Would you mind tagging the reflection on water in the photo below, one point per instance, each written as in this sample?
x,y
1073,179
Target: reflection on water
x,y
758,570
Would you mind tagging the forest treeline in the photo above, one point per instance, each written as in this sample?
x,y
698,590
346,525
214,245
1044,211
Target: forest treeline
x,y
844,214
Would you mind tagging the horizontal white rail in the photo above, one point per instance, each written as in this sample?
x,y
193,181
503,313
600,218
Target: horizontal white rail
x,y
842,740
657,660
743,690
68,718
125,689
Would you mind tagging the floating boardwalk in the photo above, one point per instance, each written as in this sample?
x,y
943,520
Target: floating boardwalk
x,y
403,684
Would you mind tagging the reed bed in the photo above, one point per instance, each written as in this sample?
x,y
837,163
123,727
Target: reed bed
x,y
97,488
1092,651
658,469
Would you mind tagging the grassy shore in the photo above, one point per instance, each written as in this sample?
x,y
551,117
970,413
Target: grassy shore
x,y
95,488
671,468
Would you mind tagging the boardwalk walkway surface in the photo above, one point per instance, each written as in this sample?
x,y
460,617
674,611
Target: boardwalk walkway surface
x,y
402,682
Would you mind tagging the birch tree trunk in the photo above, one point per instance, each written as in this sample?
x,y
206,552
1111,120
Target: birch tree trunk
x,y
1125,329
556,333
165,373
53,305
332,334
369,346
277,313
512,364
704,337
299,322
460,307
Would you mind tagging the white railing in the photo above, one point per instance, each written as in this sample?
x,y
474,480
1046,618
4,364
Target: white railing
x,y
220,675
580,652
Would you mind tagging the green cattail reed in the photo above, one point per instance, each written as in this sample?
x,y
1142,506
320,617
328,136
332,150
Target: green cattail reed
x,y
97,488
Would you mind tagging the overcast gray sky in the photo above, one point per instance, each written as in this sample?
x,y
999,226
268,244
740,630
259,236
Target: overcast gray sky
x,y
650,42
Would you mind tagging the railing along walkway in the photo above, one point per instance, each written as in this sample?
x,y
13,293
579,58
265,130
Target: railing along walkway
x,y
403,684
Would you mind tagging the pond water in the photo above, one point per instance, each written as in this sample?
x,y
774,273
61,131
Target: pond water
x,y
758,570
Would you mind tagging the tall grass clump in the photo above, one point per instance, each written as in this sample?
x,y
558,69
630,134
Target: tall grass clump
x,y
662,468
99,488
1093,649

Problem
Rewrite every line in the records from the line holding "Would you mind tagging the overcast" through the end of the records, inclusive, requests included. Rescale by multiplying each x,y coordinate in the answers by 2.4 and rounding to whole numbers with halves rounded up, and leave the numbers in the requests and their format samples as they are.

Solution to this problem
Would you mind tagging the overcast gray sky in the photo above, one point per instance, each written as in this sample?
x,y
999,226
268,244
740,630
259,236
Target: overcast gray sky
x,y
1560,101
Would you mind tagging the railing along walkway in the photo above, one point per instance, each written as in this sample?
x,y
13,293
579,58
265,130
Target: railing along walkway
x,y
967,1642
Would you mind tagging the pond water in the photo above, one point per instance, each written as in this sample?
x,y
774,273
61,131
Target: pond water
x,y
1819,1368
Would you mind tagging the tall grass clump in the photo above, one point per instance, each written as in this sample?
x,y
558,69
630,134
Target: tall grass clump
x,y
1589,1123
238,1171
2623,1558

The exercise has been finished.